◆ Задание ◆
В тексте о реформе РАН переименуйте «мракобесием» в «невежеством». Затем приведите всё от слов «РАН была единственной» и вниз до слов «лабораторий и библиотек.».

━━ Текст для чтения ━━

Прежний Невзоров, выходивший в малых дозах в "Уроках атеизма", в редких эфирах на радио, в батлах "Открытой студии", был эффектнее. Статьи этого периода довольно категоричны, в них больше задора. Среди прочих в книге есть статья "День мракобесия", посвящённая реформе РАН. Ее особенно интересно перечитать, вспоминая, как недавно отхлестали по щекам учёных мужей, задница которых пыталась занять сразу два стула.
Россия быстро забыла смысл и роль науки. У неё надо было бы отобрать мобильники, инсулин, лифты, самолёты и кардиостимуляторы. Лишить её электричества и автомобилей. Тогда бы общество, мгновенно забыв про "духовность", вновь оказалась бы на коленях перед знанием.
Перечисленным изобретениям мы обязаны не этим казенным бюрократам, присосавшимся к кормушке, а ребятам с Запада. Наши отечественные умы давно не радуют мир, кроме конференций по "русскому вопросу" в философии Бердяева и Леонтьева, обсуждений ранней лирики Пастернака, да какой-нибудь ноомахией или евпраксофией.
РАН была единственной силой в России, способной возглавить битву с наступающим мракобесием. Но она побрасала знамена, зажмурилась и излакейничалась. Так пусть теперь и "огребет по полной". За малодушие и конформизм. За попов в президиума научных конференций. За холуйские освящения лабораторий и библиотек.

━━━
━━ Набор данных ━━

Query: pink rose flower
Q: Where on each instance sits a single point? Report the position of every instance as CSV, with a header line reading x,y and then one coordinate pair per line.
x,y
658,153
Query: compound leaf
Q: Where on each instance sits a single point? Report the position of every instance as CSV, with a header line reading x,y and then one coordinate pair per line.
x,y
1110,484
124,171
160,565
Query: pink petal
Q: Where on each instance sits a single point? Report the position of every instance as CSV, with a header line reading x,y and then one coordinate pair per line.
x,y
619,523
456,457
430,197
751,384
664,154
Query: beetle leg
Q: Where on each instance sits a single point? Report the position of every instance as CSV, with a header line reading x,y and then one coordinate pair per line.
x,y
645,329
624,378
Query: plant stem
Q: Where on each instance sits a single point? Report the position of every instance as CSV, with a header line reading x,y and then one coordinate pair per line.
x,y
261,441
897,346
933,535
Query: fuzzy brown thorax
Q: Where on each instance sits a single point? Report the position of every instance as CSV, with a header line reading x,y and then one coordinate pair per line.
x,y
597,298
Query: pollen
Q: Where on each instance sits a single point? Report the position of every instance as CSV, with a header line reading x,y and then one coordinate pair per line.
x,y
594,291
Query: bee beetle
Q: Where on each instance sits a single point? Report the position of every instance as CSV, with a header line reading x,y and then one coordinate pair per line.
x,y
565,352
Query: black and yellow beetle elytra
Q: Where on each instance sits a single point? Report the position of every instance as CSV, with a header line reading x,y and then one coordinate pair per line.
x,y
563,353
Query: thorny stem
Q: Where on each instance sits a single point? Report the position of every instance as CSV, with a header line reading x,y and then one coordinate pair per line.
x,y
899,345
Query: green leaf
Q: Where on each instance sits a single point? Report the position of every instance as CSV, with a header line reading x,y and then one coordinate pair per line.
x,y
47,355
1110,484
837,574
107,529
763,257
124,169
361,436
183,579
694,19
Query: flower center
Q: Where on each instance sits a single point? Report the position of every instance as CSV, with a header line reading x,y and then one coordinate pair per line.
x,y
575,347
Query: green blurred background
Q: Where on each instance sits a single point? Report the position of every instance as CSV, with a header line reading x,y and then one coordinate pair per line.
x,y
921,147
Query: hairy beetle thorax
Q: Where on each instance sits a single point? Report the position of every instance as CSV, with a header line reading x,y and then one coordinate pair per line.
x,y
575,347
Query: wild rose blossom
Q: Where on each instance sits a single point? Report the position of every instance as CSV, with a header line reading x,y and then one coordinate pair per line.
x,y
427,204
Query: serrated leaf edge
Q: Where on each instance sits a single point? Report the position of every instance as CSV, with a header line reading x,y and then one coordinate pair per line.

━━━

◆ Ответ на задание ◆
РАН была единственной силой в России, способной возглавить битву с наступающим невежеством. Но она побрасала знамена, зажмурилась и излакейничалась. Так пусть теперь и "огребет по полной". За малодушие и конформизм. За попов в президиума научных конференций. За холуйские освящения лабораторий и библиотек.